What is needed —
Rewrite the records from the line with "q: dried grass clump" to the line with "top-left (188, 65), bottom-right (374, 111)", changing "undergrowth" to "brush" and leaving everything else as it is. Return only those lines.

Supplied material —
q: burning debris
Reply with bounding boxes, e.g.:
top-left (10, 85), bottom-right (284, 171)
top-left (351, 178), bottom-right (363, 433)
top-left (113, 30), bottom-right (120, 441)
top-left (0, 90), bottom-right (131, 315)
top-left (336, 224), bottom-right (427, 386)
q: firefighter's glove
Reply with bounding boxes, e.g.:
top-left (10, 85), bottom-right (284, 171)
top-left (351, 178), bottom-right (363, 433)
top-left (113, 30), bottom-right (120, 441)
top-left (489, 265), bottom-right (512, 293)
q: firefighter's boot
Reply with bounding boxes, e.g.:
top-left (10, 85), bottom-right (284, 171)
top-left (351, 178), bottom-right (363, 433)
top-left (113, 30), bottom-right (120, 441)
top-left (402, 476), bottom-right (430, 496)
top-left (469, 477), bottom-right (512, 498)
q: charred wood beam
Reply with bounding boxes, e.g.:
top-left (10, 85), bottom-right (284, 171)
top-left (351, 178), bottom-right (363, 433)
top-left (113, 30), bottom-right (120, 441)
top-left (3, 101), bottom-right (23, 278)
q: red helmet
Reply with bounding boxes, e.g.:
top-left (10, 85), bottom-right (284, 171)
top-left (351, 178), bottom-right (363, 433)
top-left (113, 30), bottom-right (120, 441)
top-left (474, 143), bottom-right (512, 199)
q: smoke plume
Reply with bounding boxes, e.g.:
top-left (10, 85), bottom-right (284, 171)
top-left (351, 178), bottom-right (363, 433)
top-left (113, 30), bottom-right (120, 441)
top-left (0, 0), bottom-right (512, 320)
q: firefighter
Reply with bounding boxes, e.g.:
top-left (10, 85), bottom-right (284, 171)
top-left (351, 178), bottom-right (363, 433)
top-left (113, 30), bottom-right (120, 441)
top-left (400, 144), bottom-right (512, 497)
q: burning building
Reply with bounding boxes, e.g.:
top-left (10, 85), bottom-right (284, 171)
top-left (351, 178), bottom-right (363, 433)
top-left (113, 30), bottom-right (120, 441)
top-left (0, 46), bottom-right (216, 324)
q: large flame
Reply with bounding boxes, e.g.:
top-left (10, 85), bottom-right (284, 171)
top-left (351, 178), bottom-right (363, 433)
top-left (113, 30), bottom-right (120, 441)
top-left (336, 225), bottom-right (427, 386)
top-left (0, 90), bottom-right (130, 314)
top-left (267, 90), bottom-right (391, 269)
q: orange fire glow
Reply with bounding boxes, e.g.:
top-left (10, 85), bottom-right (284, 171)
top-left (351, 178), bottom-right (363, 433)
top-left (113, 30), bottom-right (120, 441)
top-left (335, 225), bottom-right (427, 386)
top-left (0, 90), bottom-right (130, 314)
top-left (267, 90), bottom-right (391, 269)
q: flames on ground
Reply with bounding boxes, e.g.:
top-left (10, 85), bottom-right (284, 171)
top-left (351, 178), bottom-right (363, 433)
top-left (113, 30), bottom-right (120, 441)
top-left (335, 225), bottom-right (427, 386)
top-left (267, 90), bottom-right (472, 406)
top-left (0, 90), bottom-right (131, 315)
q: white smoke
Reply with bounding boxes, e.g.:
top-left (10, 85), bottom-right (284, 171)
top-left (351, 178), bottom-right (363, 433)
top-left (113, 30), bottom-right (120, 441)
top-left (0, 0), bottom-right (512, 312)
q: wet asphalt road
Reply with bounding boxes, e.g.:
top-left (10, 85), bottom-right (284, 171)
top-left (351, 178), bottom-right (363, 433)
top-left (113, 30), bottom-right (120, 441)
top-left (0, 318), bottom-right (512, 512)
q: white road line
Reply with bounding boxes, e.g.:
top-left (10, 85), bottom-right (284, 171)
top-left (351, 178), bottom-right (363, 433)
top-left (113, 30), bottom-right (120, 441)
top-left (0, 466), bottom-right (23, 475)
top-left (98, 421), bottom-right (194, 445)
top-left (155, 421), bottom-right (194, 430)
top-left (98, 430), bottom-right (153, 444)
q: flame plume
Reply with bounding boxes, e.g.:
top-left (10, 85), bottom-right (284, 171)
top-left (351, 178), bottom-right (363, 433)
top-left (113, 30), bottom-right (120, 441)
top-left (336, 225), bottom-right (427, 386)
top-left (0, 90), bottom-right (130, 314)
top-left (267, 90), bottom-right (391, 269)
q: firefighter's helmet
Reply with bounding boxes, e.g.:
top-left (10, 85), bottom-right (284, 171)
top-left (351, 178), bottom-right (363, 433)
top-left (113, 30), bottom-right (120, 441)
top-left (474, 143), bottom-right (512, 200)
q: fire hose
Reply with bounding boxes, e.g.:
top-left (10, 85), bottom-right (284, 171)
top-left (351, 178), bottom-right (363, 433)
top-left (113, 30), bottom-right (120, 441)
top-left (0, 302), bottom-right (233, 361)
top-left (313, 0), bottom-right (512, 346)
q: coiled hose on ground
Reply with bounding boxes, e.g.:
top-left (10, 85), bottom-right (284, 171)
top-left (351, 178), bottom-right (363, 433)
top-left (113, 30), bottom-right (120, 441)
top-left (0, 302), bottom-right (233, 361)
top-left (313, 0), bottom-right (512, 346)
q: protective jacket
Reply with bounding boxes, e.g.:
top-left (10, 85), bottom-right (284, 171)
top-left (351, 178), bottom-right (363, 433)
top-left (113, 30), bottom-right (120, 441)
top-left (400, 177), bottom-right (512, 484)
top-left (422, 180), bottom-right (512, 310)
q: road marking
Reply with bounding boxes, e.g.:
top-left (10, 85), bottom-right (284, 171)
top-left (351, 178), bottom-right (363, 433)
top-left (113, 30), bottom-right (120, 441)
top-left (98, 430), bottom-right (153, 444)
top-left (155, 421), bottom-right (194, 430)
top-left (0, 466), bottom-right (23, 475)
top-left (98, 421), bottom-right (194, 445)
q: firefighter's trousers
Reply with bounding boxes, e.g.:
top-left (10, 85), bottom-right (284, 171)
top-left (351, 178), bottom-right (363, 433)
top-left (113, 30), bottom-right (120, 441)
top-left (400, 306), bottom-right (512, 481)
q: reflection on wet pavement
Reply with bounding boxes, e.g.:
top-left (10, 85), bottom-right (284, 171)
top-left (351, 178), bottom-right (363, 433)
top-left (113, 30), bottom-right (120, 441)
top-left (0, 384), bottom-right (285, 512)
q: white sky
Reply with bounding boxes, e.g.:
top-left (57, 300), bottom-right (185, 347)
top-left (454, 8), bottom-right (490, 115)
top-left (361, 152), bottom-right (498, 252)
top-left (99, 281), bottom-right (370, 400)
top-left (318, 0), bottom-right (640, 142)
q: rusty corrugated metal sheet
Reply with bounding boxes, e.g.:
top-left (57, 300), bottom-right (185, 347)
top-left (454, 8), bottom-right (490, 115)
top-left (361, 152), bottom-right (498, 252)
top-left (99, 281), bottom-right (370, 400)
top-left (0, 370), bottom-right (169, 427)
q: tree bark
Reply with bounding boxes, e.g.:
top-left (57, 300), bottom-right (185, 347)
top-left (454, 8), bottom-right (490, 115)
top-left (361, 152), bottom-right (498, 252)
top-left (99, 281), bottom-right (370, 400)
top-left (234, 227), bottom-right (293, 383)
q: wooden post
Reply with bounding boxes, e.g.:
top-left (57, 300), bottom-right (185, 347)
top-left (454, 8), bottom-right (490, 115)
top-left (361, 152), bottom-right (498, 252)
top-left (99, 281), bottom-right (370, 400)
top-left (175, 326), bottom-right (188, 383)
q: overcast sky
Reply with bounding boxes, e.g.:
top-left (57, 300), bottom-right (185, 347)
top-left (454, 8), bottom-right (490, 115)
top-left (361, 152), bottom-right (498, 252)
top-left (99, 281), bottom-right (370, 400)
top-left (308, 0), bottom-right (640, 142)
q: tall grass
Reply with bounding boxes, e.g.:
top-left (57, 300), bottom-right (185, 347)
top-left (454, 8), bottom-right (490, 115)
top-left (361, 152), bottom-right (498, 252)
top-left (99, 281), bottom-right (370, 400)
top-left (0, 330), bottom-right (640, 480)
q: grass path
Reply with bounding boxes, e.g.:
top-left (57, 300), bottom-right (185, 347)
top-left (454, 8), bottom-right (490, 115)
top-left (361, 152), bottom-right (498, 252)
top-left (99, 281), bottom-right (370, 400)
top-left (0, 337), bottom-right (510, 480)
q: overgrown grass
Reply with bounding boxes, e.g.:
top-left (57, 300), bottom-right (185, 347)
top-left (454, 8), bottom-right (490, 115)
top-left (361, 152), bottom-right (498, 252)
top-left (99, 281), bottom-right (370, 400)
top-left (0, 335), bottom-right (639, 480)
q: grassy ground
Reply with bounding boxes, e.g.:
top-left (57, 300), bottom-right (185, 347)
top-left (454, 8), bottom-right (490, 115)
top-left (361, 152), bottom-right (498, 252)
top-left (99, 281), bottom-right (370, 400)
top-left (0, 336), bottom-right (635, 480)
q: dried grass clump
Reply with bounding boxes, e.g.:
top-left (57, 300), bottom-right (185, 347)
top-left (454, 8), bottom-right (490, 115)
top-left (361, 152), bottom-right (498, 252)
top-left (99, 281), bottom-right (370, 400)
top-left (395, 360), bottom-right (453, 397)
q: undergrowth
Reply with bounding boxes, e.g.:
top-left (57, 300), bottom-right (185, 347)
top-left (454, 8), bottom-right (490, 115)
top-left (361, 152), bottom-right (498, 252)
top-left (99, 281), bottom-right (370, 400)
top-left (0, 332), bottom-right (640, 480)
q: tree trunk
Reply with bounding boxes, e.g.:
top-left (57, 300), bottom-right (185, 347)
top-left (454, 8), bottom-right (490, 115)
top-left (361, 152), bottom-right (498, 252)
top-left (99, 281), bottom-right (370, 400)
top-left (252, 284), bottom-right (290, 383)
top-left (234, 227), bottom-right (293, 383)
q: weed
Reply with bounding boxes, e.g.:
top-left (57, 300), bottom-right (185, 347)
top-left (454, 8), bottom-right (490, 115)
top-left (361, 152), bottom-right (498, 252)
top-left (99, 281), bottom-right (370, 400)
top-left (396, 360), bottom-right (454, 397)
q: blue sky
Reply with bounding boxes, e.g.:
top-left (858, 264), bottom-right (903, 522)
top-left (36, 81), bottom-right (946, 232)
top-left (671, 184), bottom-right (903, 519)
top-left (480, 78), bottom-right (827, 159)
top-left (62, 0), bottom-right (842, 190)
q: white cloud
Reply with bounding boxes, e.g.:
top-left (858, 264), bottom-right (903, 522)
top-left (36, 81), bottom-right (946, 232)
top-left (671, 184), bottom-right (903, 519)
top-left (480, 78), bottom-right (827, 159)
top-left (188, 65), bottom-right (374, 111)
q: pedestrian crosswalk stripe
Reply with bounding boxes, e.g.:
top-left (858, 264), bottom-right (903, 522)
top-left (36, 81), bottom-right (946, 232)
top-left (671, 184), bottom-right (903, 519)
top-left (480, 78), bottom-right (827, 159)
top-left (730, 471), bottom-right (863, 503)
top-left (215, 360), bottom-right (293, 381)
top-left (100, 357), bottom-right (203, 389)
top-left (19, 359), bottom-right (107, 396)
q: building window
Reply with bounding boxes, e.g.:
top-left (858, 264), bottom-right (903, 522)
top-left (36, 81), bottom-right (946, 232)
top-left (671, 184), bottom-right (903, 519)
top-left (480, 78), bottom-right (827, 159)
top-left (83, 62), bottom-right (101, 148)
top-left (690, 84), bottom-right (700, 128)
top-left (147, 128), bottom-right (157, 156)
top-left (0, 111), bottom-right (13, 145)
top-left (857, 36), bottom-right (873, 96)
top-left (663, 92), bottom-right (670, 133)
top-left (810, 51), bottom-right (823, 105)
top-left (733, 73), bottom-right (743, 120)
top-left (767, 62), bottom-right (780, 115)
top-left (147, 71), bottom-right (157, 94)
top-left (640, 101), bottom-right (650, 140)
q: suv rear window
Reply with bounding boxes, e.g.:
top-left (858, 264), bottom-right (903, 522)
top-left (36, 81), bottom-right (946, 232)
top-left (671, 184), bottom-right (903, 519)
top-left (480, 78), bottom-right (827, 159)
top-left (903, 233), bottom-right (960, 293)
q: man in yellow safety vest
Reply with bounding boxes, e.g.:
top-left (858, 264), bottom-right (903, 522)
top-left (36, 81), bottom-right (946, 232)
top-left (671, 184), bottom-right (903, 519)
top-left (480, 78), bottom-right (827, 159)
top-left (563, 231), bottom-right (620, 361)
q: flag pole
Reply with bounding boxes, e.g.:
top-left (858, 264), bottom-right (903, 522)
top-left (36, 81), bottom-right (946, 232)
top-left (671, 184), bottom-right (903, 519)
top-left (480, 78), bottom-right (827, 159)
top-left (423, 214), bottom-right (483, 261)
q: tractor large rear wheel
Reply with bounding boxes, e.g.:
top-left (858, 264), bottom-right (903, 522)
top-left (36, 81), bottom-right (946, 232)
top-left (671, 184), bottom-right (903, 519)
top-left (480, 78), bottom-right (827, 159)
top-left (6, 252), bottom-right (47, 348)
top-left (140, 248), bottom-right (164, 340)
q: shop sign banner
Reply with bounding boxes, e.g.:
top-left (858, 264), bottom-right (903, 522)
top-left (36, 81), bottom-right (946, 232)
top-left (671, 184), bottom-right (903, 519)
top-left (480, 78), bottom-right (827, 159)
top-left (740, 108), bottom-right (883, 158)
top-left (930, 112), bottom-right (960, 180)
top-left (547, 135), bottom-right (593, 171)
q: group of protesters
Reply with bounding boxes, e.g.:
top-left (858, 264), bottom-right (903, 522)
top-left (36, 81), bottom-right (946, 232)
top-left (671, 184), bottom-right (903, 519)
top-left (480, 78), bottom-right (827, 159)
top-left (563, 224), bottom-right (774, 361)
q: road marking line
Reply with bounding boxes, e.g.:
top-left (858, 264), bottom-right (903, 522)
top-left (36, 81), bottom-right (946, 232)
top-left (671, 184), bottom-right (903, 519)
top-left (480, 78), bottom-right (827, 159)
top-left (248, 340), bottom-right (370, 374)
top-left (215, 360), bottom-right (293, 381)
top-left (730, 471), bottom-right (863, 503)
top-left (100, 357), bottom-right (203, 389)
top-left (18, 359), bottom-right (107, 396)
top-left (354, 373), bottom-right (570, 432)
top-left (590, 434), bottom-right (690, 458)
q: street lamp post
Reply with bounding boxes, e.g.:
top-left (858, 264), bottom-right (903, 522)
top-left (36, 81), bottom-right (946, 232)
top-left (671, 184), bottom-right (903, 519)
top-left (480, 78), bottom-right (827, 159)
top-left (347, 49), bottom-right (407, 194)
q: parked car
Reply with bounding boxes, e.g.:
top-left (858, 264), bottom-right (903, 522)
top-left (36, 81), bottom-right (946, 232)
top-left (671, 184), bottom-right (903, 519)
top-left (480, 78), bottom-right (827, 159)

Solution to this exercise —
q: dried grass clump
Reply with bounding boxes, e.g.:
top-left (57, 300), bottom-right (185, 347)
top-left (454, 8), bottom-right (490, 115)
top-left (361, 152), bottom-right (498, 252)
top-left (99, 281), bottom-right (370, 400)
top-left (395, 360), bottom-right (453, 397)
q: brush
Reply with bounding boxes, e.g.:
top-left (57, 300), bottom-right (185, 347)
top-left (454, 8), bottom-right (490, 115)
top-left (361, 152), bottom-right (498, 252)
top-left (99, 281), bottom-right (370, 400)
top-left (0, 332), bottom-right (640, 480)
q: tree trunk
Reply with bounding boxes, e.g.:
top-left (57, 300), bottom-right (185, 347)
top-left (454, 8), bottom-right (490, 115)
top-left (361, 152), bottom-right (498, 252)
top-left (99, 281), bottom-right (370, 400)
top-left (252, 284), bottom-right (290, 383)
top-left (234, 227), bottom-right (293, 383)
q: weed
Reply with bounding boxes, e.g.:
top-left (57, 300), bottom-right (185, 347)
top-left (454, 8), bottom-right (490, 115)
top-left (361, 152), bottom-right (498, 252)
top-left (99, 281), bottom-right (370, 400)
top-left (396, 360), bottom-right (454, 397)
q: blue sky
Reply with bounding boxes, e.g.:
top-left (858, 264), bottom-right (903, 522)
top-left (36, 81), bottom-right (946, 232)
top-left (671, 184), bottom-right (903, 519)
top-left (480, 78), bottom-right (827, 159)
top-left (62, 0), bottom-right (842, 190)
q: white cloud
Reply with bounding boxes, e.g.:
top-left (858, 264), bottom-right (903, 522)
top-left (36, 81), bottom-right (946, 232)
top-left (671, 184), bottom-right (903, 519)
top-left (480, 78), bottom-right (827, 159)
top-left (188, 65), bottom-right (374, 111)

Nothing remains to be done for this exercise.